** Excerpted passage **
▼
Finding the Correct Path Through Market Turbulence

Issue 08 Q1 2008
Automated Trader Magazine

Recent months have seen financial markets experience more turbulence than perhaps ever before. Market corrections, war in the Middle East, sub-prime crisis, bulls and bears not sure which they are, and more recently the return of the 'big style' rogue trader have caused more volatility, I would suggest, than most have ever experienced.

Jon Carp

Jon Carp, Head of Alternative Execution Sales Europe at CA Cheuvreux

This raises some interesting questions relating as to how execution algorithms and automated trading systems react to such sharp market and price movements. Surely, when algorithms are mathematically formulated, it is almost impossible to build in the prediction analysis required to cope with the uncertainty we have been experiencing recently. Algorithms use history as a guide to their future behaviour so, when markets are acting in a way perhaps never seen before, how do they cope?

Tuning the engine

I believe it is widely accepted that 'black boxes' have exaggerated the market movements over the past year due to this new market behaviour and a lack of comparable historical market data. The wide spread of percentage gains and losses recorded by European-based quantitative hedge funds in 2007 perhaps prove that machines need fine tuning.

While the majority report gains for the year, far more show negatives for the final six months when the volatility really kicked in.
▲
Answer these questions about the market turbulence article:
1. What is Jon Carp's position?
2. According to the article, what do algorithms use as a guide to their future behavior?
3. For what part of the year do far more of the hedge funds show negatives?

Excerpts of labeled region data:
▼
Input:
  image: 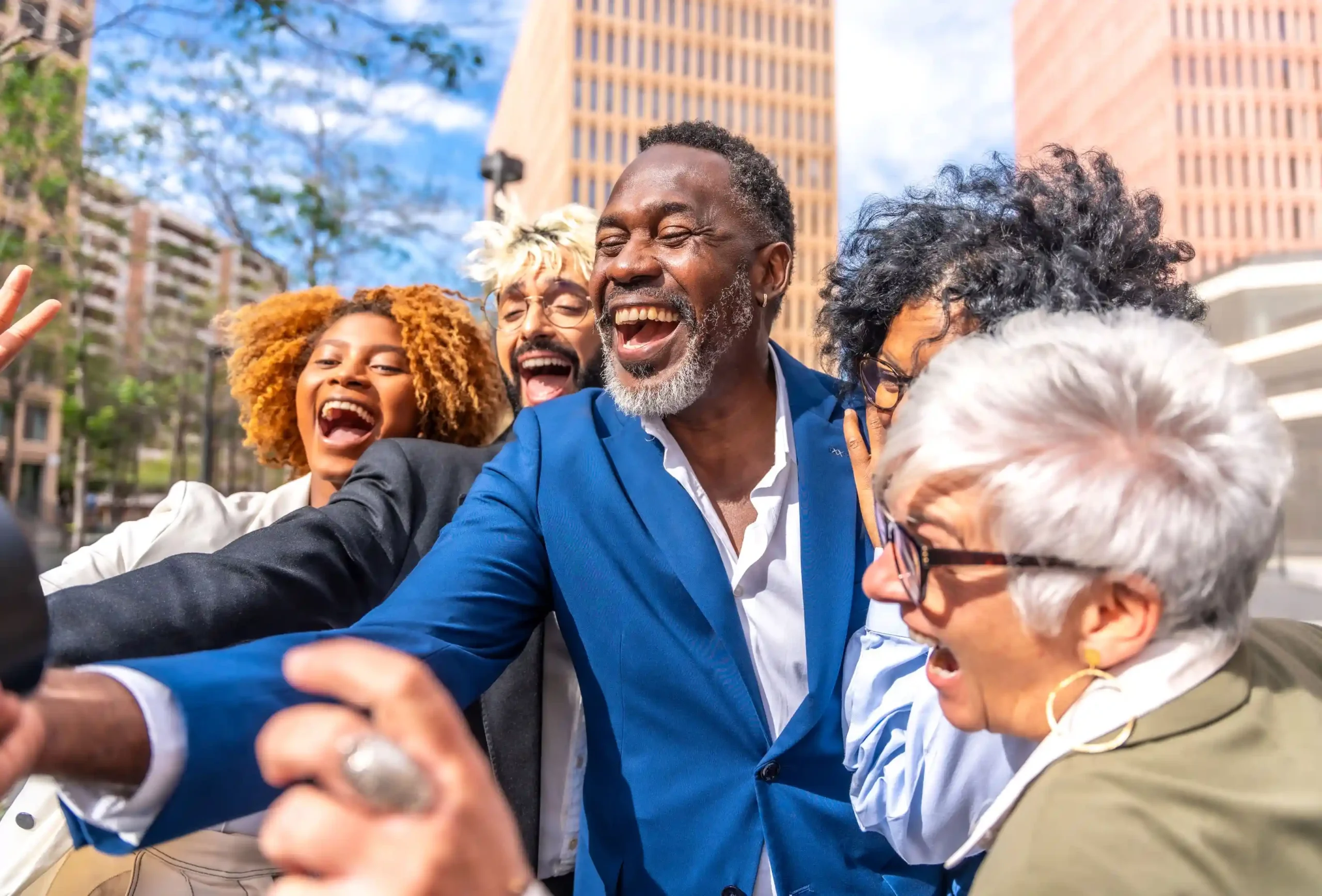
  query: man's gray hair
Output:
[878,309,1293,637]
▲
** Response to this exercise **
1. Head of Alternative Execution Sales Europe at CA Cheuvreux
2. History
3. The final six months, when the volatility really kicked in